課題 ->
以下の資料で文字列「vent」を含む行はいくつあるか、その数だけを答えてください。大文字と小文字は区別します。

データ一覧 ->
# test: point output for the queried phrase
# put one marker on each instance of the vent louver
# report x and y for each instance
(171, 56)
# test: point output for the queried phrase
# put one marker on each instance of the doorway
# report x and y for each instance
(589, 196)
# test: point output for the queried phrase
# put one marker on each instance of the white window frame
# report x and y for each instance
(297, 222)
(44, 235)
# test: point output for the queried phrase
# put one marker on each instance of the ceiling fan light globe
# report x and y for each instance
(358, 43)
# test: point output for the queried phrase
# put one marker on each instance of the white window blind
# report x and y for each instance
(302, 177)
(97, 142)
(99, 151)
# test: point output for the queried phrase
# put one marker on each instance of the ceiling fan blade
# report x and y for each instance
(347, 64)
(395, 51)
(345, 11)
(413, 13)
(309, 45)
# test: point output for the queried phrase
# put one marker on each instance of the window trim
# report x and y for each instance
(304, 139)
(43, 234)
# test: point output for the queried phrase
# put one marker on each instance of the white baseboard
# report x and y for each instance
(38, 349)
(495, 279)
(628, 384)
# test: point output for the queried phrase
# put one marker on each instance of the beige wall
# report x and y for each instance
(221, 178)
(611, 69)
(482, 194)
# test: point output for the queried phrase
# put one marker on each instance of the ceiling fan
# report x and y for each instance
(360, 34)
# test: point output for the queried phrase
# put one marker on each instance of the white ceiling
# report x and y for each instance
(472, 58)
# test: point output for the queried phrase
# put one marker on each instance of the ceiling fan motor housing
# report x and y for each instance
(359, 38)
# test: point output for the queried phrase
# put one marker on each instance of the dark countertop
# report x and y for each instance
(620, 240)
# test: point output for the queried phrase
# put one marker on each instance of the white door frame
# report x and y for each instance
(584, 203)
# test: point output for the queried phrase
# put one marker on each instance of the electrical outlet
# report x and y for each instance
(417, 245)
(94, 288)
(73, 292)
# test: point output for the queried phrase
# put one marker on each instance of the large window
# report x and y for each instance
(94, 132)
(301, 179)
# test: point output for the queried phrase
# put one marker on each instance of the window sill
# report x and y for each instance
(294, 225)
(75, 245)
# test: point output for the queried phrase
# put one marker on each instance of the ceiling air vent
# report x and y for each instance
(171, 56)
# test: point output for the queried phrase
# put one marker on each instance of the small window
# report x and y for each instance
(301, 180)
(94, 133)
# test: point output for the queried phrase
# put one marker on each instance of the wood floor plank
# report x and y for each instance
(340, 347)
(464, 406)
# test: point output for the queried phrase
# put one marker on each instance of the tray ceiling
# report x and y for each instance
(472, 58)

最終回答 ->
2